* _Dataset excerpts_
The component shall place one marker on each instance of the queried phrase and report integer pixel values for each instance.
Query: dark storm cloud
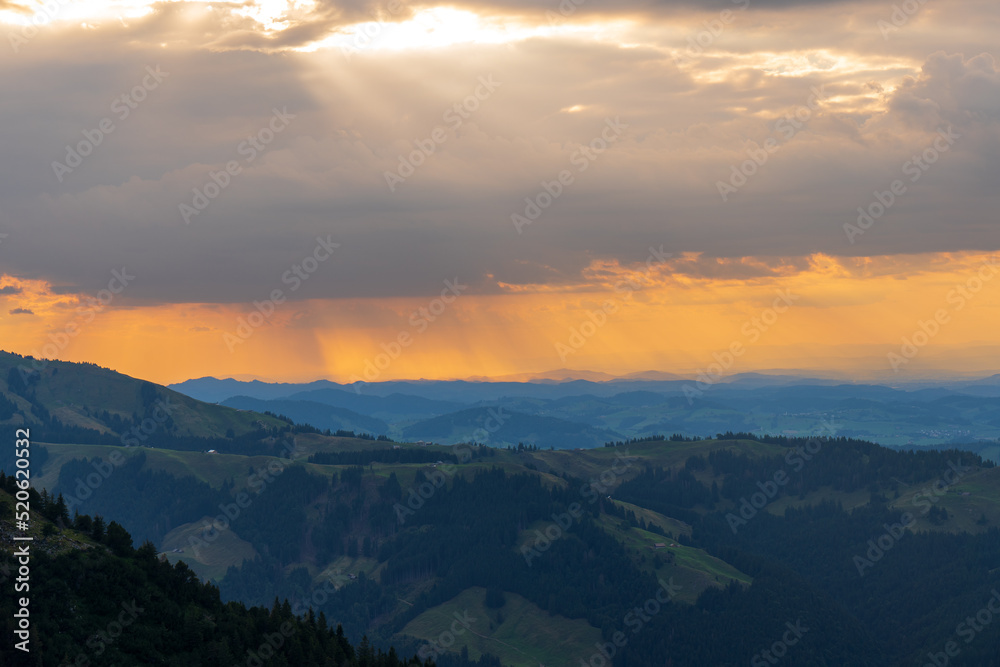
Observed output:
(324, 175)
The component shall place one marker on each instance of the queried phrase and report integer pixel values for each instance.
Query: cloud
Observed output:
(689, 126)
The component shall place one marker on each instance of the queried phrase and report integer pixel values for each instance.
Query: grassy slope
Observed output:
(75, 393)
(526, 637)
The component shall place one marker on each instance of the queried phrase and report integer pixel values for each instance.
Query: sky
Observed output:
(391, 190)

* _Aim of the exercise_
Where a picture appears in the data, omit it; restate the rest word for word.

* _Output_
The component shall place one marker on each instance of the queried phrase and report integer pixel values for each instance.
Query: dark storm cloud
Observed output:
(324, 175)
The component shall place one marker on each instance of the queried phrase and report integer pixel values for each instance.
Query: cloud
Observed output:
(689, 126)
The component shall place one marker on each instance of the queried phrase and report integer pixel values for each instance.
Query: grassy slope
Observed output:
(75, 393)
(526, 637)
The component shall place one marker on each instance of the queried phrase and report integer pixel values for each instance.
Query: sky
Observed output:
(391, 190)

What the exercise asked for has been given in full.